====== Passage to read ======

On 9/20/05, Raymond Hettinger <raymond.hettinger@verizon.net> wrote:
[Guido]
I just finished debugging some code that broke after upgrading to Python 2.4 (from 2.3). Turns out the code was testing list iterators for their boolean value (to distinguish them from None). In 2.3, a list iterator (like any iterator) is always true. In 2.4, an exhausted list iterator is false; probably by virtue of having a __len__() method that returns the number of remaining items.
I realize that this was a deliberate feature, and that it exists in 2.4 as well as in 2.4.1 and will in 2.4.2; yet, I'm not sure I *like* it. Was this breakage (which is not theoretical!) considered at all?
It was not considered.
That's too bad.
AFAICT, 2.3 code assuming the Boolean value of an iterator being true was relying on an accidental implementation detail that may not also be true in Jython, PyPy, etc.
That's bullshit, and you know it -- you're just using this to justify that you didn't think of this. Whether an object is true or not is well-defined by the language and not by an accident of the implementation. Apart from None, all objects are always true unless they define either __nonzero__() or (in its absence) __len__(). The iterators for builtin sequences were carefully designed to have the minimal API required of iterators -- i.e., next() and __iter__() and nothing more.
Likewise, it is not universally true for arbitrary class based iterators which may have other methods including __nonzero__ or __len__.
And those are the *only* ones that affect the boolean value.

====== Supplied data ======

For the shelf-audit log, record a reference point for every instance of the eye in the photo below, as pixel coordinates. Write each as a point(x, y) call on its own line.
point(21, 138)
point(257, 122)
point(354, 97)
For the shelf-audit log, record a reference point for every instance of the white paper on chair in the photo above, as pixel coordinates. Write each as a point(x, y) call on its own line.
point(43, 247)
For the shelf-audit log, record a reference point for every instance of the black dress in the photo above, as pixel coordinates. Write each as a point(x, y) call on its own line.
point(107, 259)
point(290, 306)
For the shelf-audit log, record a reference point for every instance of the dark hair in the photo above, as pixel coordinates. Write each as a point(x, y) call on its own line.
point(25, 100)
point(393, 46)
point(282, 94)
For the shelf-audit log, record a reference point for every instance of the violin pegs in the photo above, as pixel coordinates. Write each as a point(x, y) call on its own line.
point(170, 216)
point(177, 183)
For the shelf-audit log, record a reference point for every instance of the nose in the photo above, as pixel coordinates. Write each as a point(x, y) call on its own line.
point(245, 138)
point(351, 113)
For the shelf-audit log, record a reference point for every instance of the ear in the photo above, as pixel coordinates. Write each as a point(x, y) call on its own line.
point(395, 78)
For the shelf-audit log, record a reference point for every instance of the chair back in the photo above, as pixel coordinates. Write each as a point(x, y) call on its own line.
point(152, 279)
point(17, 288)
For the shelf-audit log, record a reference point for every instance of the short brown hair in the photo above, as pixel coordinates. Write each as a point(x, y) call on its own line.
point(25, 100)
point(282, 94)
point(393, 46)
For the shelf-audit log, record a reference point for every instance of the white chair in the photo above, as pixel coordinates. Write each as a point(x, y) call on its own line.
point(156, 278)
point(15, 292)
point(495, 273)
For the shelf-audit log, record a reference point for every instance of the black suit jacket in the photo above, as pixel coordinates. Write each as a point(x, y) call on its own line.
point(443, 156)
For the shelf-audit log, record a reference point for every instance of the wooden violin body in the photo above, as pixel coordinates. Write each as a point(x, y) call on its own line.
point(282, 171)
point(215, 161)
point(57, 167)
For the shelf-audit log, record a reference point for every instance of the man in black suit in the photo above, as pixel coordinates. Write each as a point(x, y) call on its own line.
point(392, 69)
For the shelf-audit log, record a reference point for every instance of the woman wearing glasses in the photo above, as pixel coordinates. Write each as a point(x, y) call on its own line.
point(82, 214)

======
====== Supplied data ======

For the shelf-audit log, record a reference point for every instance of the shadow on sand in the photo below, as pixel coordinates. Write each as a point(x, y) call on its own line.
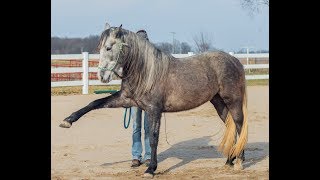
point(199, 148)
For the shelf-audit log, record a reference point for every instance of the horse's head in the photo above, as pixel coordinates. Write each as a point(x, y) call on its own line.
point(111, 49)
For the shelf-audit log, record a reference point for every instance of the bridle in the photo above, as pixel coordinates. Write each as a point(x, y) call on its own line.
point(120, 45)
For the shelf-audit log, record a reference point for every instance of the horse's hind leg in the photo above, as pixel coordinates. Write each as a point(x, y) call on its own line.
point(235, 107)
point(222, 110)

======

# Jobs
**A.** Quote the entire iterator discussion word for word.
**B.** Count how many lines of the listing contain the string "black", treating uppercase and lowercase as different. Give only the number.

# Solutions per task
**A.**
On 9/20/05, Raymond Hettinger <raymond.hettinger@verizon.net> wrote:
[Guido]
I just finished debugging some code that broke after upgrading to Python 2.4 (from 2.3). Turns out the code was testing list iterators for their boolean value (to distinguish them from None). In 2.3, a list iterator (like any iterator) is always true. In 2.4, an exhausted list iterator is false; probably by virtue of having a __len__() method that returns the number of remaining items.
I realize that this was a deliberate feature, and that it exists in 2.4 as well as in 2.4.1 and will in 2.4.2; yet, I'm not sure I *like* it. Was this breakage (which is not theoretical!) considered at all?
It was not considered.
That's too bad.
AFAICT, 2.3 code assuming the Boolean value of an iterator being true was relying on an accidental implementation detail that may not also be true in Jython, PyPy, etc.
That's bullshit, and you know it -- you're just using this to justify that you didn't think of this. Whether an object is true or not is well-defined by the language and not by an accident of the implementation. Apart from None, all objects are always true unless they define either __nonzero__() or (in its absence) __len__(). The iterators for builtin sequences were carefully designed to have the minimal API required of iterators -- i.e., next() and __iter__() and nothing more.
Likewise, it is not universally true for arbitrary class based iterators which may have other methods including __nonzero__ or __len__.
And those are the *only* ones that affect the boolean value.

**B.** 3